START THE RECORDS

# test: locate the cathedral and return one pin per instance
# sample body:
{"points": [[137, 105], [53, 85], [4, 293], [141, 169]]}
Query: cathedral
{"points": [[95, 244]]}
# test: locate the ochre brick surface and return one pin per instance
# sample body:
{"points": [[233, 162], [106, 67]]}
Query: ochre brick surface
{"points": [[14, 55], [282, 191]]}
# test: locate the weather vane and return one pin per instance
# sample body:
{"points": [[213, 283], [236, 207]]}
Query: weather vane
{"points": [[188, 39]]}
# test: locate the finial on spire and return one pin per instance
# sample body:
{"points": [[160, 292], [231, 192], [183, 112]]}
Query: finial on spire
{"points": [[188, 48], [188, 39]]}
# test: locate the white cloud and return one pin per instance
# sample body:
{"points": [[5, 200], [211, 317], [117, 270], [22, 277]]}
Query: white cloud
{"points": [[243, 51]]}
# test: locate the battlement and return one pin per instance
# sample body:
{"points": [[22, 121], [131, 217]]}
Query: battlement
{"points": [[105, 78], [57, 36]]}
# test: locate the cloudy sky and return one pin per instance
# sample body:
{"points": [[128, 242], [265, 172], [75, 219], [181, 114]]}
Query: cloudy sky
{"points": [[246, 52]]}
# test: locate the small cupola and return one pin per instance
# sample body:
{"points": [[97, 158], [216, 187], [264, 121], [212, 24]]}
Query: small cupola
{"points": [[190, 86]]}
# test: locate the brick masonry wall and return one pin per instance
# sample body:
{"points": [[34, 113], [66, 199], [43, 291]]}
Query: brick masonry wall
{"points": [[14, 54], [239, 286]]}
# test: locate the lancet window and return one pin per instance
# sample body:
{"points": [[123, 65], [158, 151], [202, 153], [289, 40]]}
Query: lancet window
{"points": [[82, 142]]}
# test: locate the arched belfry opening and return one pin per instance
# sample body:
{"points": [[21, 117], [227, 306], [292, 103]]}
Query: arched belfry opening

END THE RECORDS

Each record above is to be returned verbatim.

# test: locate the cathedral and return one pin per instance
# sample body:
{"points": [[137, 105], [53, 85], [4, 293], [141, 169]]}
Query: cathedral
{"points": [[95, 244]]}
# test: locate the ochre brick surface and return one pin per instance
# sample body:
{"points": [[233, 162], [106, 67]]}
Query: ochre brick surface
{"points": [[14, 55], [282, 191]]}
# test: locate the weather vane and return one pin per instance
# sample body:
{"points": [[213, 283], [236, 207]]}
Query: weather vane
{"points": [[188, 39]]}
# test: locate the finial on spire and return one pin per instance
# sample body:
{"points": [[160, 292], [231, 192], [183, 112]]}
Query: finial on spire
{"points": [[188, 48], [188, 39]]}
# test: locate the white cloud and return one pin per instance
# sample body:
{"points": [[5, 200], [211, 317], [117, 270], [22, 277]]}
Query: white cloud
{"points": [[243, 51]]}
# test: locate the battlement and return one pin per instance
# sample body:
{"points": [[22, 121], [131, 217]]}
Query: battlement
{"points": [[105, 78], [57, 36]]}
# test: locate the cloudy sky and return one pin per instance
# sample body:
{"points": [[128, 242], [265, 172], [75, 219], [181, 114]]}
Query: cloudy sky
{"points": [[246, 52]]}
# test: locate the small cupola and return one pin per instance
# sample body:
{"points": [[97, 158], [216, 187], [264, 121], [212, 24]]}
Query: small cupola
{"points": [[190, 86]]}
# test: locate the brick masonry wall and return one pin per instance
# sample body:
{"points": [[34, 113], [66, 199], [43, 291]]}
Query: brick masonry wall
{"points": [[14, 54], [239, 286]]}
# test: locate the lancet window and return one pin per instance
# sample body:
{"points": [[123, 65], [158, 151], [202, 153], [289, 40]]}
Query: lancet window
{"points": [[82, 142]]}
# test: locate the arched belfry opening and return one pin per instance
# sample body:
{"points": [[21, 117], [227, 306], [292, 103]]}
Query: arched belfry opening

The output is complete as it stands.